Esplora il materiale:
**A.** Nell'articolo sull'economia dell'eurozona, di quanto è aumentato il Pil reale degli Stati Uniti tra gli ultimi tre mesi del 2019 e l'analogo periodo del 2023?
**B.** Prosegui l'articolo sull'economia dell'eurozona a partire dalla sua ultima frase.

Testo da leggere:
/---
Politica
July 11 2024
Un quarto di secolo di egemonia di Berlino nelle scelte di politica economica, dettate dalla paura della Germania per il mancato pareggio di bilancio, che vive i consumi interni come una sorta di peccato mortale, che pensa appunto al debito come un’offesa a Dio, ci hanno portato a perdere tutti i primati continentali. La fotografia - peraltro impietosa - la offre un’istituzione europea che si ritiene (a torto) al di sopra delle parti: la Bce. Nel suo recentissimo bollettino economico l’Eurotower certifica che tra gli ultimi tre mesi del 2019 e l’analogo periodo del 2023 (dunque durante il periodo del Covid) l’economia dell’eurozona è cresciuta del 3 per cento in termini cumulativi (cioè sommando tutte le sue componenti), mentre il Pil reale degli Stati Uniti è aumentato di oltre l’8 per cento. Significa sì un differenziale di oltre cinque punti, ma vuol dire che l’economia americana ha viaggiato a una velocità più che doppia rispetto a quella denominata in euro.
\---
[Record di una raccolta]
/---
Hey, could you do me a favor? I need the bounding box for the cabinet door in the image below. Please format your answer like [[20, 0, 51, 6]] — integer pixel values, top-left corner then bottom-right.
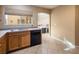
[[21, 32, 30, 47], [8, 36, 19, 51], [0, 37, 6, 54]]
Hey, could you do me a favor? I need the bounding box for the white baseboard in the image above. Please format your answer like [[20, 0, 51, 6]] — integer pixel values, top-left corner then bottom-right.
[[51, 36, 75, 50]]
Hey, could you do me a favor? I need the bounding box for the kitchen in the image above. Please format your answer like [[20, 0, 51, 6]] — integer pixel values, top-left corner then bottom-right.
[[0, 5, 79, 54]]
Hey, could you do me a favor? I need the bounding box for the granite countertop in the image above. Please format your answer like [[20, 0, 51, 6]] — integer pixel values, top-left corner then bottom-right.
[[0, 28, 41, 38]]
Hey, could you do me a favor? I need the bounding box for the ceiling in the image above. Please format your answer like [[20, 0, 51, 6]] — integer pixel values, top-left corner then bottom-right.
[[35, 5, 59, 9]]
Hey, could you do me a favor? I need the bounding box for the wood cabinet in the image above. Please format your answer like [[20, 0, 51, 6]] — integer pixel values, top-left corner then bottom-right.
[[21, 31, 30, 47], [0, 36, 6, 54], [8, 31, 30, 51]]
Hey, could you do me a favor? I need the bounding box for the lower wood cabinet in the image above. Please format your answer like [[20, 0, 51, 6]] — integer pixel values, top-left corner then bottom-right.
[[0, 36, 7, 54], [21, 31, 30, 47], [8, 31, 30, 51]]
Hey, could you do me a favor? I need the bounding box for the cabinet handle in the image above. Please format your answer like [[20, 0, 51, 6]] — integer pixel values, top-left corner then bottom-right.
[[0, 44, 2, 47]]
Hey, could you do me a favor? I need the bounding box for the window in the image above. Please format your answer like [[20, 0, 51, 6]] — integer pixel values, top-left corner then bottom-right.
[[5, 14, 32, 25]]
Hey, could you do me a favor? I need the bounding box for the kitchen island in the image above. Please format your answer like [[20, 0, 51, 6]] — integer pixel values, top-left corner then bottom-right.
[[0, 28, 41, 53]]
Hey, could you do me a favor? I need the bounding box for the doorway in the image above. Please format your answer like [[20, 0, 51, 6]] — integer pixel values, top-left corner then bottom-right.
[[38, 13, 50, 34]]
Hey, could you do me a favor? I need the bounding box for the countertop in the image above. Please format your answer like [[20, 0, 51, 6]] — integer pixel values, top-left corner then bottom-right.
[[0, 28, 41, 38]]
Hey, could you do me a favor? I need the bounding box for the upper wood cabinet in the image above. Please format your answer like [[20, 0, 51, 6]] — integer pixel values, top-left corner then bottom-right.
[[0, 36, 6, 54], [7, 31, 30, 51]]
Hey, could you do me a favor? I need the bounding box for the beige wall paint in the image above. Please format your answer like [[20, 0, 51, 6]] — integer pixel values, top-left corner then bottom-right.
[[75, 6, 79, 46], [51, 6, 75, 44]]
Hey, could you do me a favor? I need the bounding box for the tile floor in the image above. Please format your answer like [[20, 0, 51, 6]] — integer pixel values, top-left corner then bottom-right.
[[10, 34, 79, 54]]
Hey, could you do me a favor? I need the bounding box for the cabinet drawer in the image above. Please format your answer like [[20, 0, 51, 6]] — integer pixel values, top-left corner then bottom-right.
[[7, 32, 20, 36]]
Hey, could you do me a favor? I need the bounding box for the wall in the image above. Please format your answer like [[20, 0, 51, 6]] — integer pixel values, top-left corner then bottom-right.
[[0, 5, 49, 28], [0, 6, 4, 27], [51, 6, 75, 44]]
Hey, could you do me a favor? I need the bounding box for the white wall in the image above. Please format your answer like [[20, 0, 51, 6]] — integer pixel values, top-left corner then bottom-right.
[[51, 6, 75, 44]]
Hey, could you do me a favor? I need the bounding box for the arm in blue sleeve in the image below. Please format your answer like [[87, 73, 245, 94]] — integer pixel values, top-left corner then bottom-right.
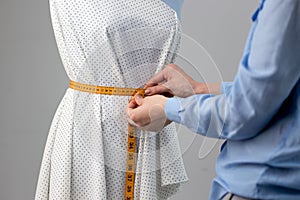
[[220, 82, 232, 95], [165, 0, 300, 140]]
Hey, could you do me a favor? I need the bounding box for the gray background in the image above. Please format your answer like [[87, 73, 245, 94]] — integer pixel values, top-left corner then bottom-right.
[[0, 0, 258, 200]]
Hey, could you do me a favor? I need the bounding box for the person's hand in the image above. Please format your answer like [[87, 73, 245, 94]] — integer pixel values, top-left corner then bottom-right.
[[144, 64, 220, 97], [127, 95, 170, 132]]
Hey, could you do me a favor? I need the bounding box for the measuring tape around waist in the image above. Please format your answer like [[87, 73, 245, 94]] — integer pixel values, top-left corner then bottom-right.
[[70, 80, 145, 96], [70, 80, 145, 200]]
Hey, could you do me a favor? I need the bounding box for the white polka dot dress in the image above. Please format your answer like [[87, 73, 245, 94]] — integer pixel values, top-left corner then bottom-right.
[[35, 0, 187, 200]]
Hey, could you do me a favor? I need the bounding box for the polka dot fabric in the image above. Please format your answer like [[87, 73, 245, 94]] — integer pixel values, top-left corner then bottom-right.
[[35, 0, 187, 200]]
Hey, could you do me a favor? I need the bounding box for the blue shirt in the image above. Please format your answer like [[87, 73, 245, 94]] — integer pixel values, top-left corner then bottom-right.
[[165, 0, 300, 200]]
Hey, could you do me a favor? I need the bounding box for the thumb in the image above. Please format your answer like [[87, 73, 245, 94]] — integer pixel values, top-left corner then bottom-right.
[[134, 94, 144, 106]]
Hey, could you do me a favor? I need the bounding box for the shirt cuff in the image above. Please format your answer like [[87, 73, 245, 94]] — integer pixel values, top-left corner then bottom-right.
[[220, 82, 232, 94], [164, 97, 181, 123]]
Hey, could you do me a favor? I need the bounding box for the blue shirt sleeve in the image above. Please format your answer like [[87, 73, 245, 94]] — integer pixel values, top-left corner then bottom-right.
[[165, 0, 300, 140]]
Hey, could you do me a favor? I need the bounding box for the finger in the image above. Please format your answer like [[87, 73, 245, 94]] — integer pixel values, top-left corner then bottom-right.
[[134, 94, 144, 106], [145, 85, 170, 95], [128, 99, 137, 108]]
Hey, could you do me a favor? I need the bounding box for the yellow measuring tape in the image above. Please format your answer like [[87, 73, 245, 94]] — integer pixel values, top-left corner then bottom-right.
[[70, 80, 145, 200]]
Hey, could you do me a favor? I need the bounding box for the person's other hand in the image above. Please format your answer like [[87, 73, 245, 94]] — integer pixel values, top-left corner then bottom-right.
[[127, 95, 170, 132], [144, 64, 220, 97]]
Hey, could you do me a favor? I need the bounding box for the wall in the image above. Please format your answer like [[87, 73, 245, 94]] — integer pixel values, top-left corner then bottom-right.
[[0, 0, 258, 200]]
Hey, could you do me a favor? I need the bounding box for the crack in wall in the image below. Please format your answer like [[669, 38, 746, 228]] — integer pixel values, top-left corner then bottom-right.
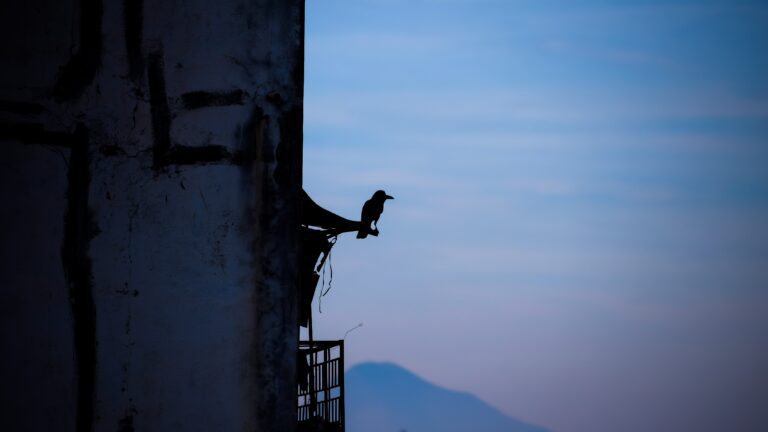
\---
Sezione risposte:
**A.** Di oltre l'8 per cento.

**B.**
Al di là delle cifre crude, ciò che conta sono le motivazioni che rivelano come appunto sia la cultura della schuldenbremse a bloccare l’Europa. L’America ha puntato sull’espansione dei consumi interni; ha investito con l’«Inflacton reduction act» 738 miliardi di dollari sull’industria, sostenendo per prima quella dell’auto (di qua dall’Atlantico ci siamo affidati ai cinesi per i veicoli a batteria); ha pompato il risparmio verso i settori produttivi per incrementare l’occupazione. Nel Vecchio continente si è puntato al sussidio dei posti di lavoro e non della produzione, si è scelto l’investimento pubblico mantenendo alta la fiscalità. Il risultato è che gli Usa, pur con alta inflazione, non hanno perso domanda, mentre noi abbiamo ridotto i consumi. La certificazione viene da Findomestic: a giugno ha stimato il record negativo (meno 11,2 per cento) della propensione agli acquisti. Le ragioni più evidenti? La fine del Superbonus e i timori per l’impatto del Green deal sul valore delle case. (c.c.)